*GIVEN TEXT:*
Rieux, the protagonist of Albert Camus' 1948 masterpiece, The Plague (La Peste), stands as a modernist hero.2 Written as an allegory of the Nazi occupation of France, The Plague details the absurdity of human attempts to maintain some semblance of a normal life in the face of absolute disaster. Rieux could buy or bargain his way out of Oran; he could join his wife abroad and wait out the plague before returning to his shining city; or he could sequester himself as much as possible within the city limits, quarantined away from the bloody rats in the streets and his fellow citizens dying around him. Of course, he does nothing of the sort. Without the delusion that he is actually making a difference in the lives of those he tends to, he simply does what he has been trained to do. He may be fighting what is ultimately a losing battle, and the reader [End Page 327] may look upon him with a mixture of respect and bewilderment, but Rieux creates for himself some semblance of meaning and structure amidst the apparent meaninglessness of the situation around him. He carries on simply because that is all there is to do.

*WRITTEN PROBLEM 1:*
In the records, starting at the line that contains "Challenge: find the black monitor" and ending at the line that contains "[96, 0, 138, 17]", change "office chair" to "desk chair". Reproduce only those lines, leaving everything else unchanged.

*EXERCISE MATERIALS:*
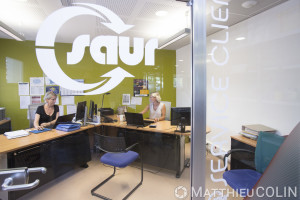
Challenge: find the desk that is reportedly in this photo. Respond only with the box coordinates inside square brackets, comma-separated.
[101, 121, 210, 178]
[0, 126, 94, 200]
[0, 121, 210, 200]
[230, 135, 257, 170]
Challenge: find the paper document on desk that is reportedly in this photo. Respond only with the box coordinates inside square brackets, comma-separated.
[4, 130, 29, 139]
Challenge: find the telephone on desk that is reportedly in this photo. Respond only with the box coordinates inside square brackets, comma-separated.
[103, 116, 117, 123]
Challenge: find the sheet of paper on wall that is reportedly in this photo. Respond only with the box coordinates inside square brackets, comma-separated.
[30, 77, 44, 86]
[45, 77, 57, 85]
[30, 96, 42, 104]
[46, 86, 59, 94]
[59, 106, 64, 116]
[60, 79, 84, 96]
[61, 96, 75, 105]
[20, 96, 30, 109]
[19, 83, 29, 95]
[131, 97, 142, 105]
[67, 105, 76, 115]
[30, 85, 44, 95]
[122, 94, 130, 105]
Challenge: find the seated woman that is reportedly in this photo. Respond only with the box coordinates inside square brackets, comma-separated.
[34, 91, 59, 130]
[140, 92, 166, 122]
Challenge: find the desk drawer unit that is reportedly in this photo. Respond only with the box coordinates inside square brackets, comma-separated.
[230, 138, 255, 170]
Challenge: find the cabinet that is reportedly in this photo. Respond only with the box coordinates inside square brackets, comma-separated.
[230, 135, 256, 170]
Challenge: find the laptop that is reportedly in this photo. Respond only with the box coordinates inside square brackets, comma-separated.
[52, 113, 75, 129]
[125, 112, 154, 127]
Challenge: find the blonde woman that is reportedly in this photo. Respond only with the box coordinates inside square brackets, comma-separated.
[34, 91, 59, 130]
[141, 92, 166, 122]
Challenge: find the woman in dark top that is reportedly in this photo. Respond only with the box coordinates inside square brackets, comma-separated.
[34, 91, 59, 130]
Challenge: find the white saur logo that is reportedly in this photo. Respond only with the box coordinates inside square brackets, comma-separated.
[35, 3, 158, 95]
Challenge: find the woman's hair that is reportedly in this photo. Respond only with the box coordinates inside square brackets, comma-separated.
[151, 92, 161, 102]
[44, 91, 57, 101]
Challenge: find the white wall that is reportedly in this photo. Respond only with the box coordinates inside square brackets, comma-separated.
[177, 0, 300, 150]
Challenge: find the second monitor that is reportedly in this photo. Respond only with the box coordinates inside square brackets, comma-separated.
[171, 107, 191, 133]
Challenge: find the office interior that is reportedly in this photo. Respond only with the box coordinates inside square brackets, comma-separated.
[0, 0, 300, 199]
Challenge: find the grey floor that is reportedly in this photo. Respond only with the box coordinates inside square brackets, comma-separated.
[19, 143, 242, 200]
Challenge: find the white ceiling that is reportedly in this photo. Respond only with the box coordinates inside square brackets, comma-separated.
[0, 0, 287, 49]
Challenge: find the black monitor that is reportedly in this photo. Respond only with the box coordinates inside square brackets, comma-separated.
[171, 107, 191, 132]
[76, 101, 86, 121]
[125, 112, 145, 127]
[89, 100, 95, 120]
[52, 113, 75, 129]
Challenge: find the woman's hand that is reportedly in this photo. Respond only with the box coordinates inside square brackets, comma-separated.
[41, 122, 51, 128]
[36, 126, 44, 131]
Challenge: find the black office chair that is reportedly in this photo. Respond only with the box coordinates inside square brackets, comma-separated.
[91, 134, 143, 199]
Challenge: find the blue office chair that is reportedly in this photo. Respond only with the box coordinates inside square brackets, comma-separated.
[223, 132, 284, 197]
[91, 134, 143, 199]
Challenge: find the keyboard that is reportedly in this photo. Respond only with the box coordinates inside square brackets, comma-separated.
[144, 120, 154, 126]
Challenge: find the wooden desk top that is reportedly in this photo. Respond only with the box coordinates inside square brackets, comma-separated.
[230, 135, 257, 147]
[0, 121, 210, 154]
[0, 125, 95, 154]
[0, 119, 10, 125]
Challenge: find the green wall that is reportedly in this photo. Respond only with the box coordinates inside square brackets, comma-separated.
[0, 39, 176, 130]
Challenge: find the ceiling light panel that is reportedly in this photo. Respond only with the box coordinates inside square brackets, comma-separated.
[96, 0, 138, 17]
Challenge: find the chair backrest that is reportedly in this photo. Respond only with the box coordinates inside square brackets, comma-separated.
[255, 132, 284, 173]
[28, 103, 45, 128]
[246, 122, 300, 200]
[161, 101, 171, 120]
[95, 134, 126, 152]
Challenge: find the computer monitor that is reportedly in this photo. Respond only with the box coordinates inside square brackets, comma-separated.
[89, 100, 95, 120]
[52, 113, 75, 129]
[76, 101, 86, 121]
[171, 107, 191, 132]
[125, 112, 145, 127]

*WRITTEN PROBLEM 2:*
State whether each statement below agrees with the passage on Camus' The Plague, answering yes or no and quoting the deciding words. (a) The passage gives 1948 as the year of The Plague. (b) The passage says Rieux believes he is making a difference in the lives of those he tends to. (c) The passage describes The Plague as an allegory of the Nazi occupation of France.

*PROBLEM SOLUTION 1:*
Challenge: find the black monitor that is reportedly in this photo. Respond only with the box coordinates inside square brackets, comma-separated.
[171, 107, 191, 132]
[76, 101, 86, 121]
[125, 112, 145, 127]
[89, 100, 95, 120]
[52, 113, 75, 129]
Challenge: find the woman's hand that is reportedly in this photo. Respond only with the box coordinates inside square brackets, comma-separated.
[41, 122, 51, 128]
[36, 126, 44, 131]
Challenge: find the black desk chair that is reportedly in this photo. Respond only with the box coordinates inside square brackets, comma-separated.
[91, 134, 143, 199]
Challenge: find the blue desk chair that is reportedly in this photo. Respond only with the box coordinates inside square brackets, comma-separated.
[223, 132, 284, 197]
[91, 134, 143, 199]
Challenge: find the keyboard that is reportedly in this photo. Respond only with the box coordinates inside square brackets, comma-separated.
[144, 120, 154, 126]
Challenge: find the wooden desk top that is reportedly in this photo. Respond only with the box coordinates inside square brackets, comma-separated.
[230, 135, 257, 147]
[0, 121, 210, 154]
[0, 125, 95, 154]
[0, 119, 10, 125]
Challenge: find the green wall that is reportedly in this photo. Respond only with the box coordinates inside square brackets, comma-separated.
[0, 39, 176, 130]
Challenge: find the ceiling light panel that is reportedly in this photo. Respond only with the box coordinates inside square brackets, comma-separated.
[96, 0, 138, 17]

*PROBLEM SOLUTION 2:*
(a) Yes: "Albert Camus' 1948 masterpiece"
(b) No: "Without the delusion that he is actually making a difference in the lives of those he tends to"
(c) Yes: "Written as an allegory of the Nazi occupation of France"